[start]
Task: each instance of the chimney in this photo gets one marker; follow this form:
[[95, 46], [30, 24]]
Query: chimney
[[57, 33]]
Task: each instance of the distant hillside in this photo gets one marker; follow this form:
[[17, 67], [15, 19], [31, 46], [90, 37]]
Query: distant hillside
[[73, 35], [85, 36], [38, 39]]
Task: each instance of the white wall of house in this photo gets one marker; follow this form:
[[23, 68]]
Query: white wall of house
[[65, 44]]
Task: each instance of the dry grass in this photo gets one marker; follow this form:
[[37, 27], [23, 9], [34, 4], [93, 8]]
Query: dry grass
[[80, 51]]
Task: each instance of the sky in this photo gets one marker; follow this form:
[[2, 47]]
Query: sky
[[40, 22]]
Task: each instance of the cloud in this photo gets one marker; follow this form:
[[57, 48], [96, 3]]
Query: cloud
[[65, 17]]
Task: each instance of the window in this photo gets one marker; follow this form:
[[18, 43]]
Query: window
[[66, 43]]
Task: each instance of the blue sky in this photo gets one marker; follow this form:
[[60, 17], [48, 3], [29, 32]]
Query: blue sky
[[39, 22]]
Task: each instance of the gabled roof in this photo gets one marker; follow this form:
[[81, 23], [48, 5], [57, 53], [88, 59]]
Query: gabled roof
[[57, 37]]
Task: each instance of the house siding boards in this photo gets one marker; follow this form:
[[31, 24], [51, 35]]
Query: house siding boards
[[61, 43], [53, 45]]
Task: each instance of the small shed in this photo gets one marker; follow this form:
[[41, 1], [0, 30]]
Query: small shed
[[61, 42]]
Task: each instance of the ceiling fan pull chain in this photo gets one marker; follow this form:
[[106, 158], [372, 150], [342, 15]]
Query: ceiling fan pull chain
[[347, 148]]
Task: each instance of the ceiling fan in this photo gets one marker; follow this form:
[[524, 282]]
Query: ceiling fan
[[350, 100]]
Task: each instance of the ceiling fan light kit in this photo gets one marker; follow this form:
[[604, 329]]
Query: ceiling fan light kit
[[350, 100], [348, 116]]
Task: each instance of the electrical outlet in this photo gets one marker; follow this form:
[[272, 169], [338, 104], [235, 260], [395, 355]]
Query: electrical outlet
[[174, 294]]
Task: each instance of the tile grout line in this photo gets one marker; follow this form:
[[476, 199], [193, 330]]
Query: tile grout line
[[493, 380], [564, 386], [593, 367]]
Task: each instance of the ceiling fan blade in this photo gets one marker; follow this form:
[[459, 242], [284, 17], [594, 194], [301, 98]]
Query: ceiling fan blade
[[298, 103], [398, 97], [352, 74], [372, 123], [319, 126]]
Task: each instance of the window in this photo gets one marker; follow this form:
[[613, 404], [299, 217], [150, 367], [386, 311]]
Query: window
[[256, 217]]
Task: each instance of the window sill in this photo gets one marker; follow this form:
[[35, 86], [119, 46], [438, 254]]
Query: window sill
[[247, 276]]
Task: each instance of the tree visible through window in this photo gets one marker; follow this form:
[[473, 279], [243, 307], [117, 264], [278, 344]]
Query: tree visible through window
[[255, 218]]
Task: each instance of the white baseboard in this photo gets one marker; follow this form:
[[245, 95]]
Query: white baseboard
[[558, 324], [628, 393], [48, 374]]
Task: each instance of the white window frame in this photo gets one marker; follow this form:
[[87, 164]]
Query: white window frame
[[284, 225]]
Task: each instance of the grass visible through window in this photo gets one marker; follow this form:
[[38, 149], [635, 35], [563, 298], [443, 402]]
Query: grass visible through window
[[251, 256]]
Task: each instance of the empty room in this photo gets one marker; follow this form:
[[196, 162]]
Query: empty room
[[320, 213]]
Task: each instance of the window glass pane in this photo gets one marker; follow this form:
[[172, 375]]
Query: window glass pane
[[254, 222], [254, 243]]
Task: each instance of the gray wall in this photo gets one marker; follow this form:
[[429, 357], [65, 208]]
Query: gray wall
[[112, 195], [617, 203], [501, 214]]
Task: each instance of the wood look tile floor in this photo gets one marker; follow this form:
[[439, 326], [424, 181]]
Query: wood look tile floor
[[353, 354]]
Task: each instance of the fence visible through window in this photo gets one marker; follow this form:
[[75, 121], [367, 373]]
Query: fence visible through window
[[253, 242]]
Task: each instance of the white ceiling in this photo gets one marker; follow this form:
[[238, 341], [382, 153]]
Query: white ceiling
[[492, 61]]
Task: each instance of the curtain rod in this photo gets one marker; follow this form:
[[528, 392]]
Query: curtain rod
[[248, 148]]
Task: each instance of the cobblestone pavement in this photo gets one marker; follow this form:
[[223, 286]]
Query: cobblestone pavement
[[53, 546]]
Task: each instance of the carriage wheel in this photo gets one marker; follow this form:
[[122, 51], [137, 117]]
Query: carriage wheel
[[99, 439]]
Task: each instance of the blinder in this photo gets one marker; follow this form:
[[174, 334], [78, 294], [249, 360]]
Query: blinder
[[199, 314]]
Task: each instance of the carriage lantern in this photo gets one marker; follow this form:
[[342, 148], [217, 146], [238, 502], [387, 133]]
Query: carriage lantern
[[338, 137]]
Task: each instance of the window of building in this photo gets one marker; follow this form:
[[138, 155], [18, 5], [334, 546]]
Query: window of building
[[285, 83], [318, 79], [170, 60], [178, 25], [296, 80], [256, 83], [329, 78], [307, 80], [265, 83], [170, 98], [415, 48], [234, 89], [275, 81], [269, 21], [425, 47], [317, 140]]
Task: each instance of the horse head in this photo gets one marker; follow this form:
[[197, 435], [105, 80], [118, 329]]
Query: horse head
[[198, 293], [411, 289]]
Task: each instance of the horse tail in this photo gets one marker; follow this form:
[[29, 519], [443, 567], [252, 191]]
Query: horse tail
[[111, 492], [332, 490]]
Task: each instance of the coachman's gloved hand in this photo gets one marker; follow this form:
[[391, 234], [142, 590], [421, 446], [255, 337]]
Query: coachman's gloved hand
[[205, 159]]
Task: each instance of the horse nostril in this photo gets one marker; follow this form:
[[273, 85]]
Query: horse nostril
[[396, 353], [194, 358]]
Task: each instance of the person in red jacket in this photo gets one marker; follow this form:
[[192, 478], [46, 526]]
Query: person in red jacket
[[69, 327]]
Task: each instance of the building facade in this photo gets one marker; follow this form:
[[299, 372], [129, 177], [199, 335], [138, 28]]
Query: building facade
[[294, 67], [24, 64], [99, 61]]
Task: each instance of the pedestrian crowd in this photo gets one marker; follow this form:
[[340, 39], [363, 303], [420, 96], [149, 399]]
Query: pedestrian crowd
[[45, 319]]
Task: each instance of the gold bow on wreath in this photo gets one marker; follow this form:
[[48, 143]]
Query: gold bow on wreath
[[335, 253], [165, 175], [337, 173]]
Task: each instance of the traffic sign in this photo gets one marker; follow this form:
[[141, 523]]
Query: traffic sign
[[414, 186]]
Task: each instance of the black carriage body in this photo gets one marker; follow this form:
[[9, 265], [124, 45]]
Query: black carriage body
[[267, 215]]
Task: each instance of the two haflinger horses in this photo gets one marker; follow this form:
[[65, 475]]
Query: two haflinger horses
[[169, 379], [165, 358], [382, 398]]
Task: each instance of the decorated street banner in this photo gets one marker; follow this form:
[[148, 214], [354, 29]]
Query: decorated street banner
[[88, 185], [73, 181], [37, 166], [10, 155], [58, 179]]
[end]
*Aim of the exercise*. Copy every line starting at the one containing "Task: each instance of the decorated" and ending at the last line of the items, requests included. Increase each marker coordinate in the answers by 91, and leave the requests and their format samples unchanged.

*The solution*.
Task: each instance of the decorated street banner in this photo gets one marker; follow this form:
[[148, 214], [354, 29]]
Query: decorated street banner
[[179, 276], [164, 272], [128, 257], [101, 246], [149, 270]]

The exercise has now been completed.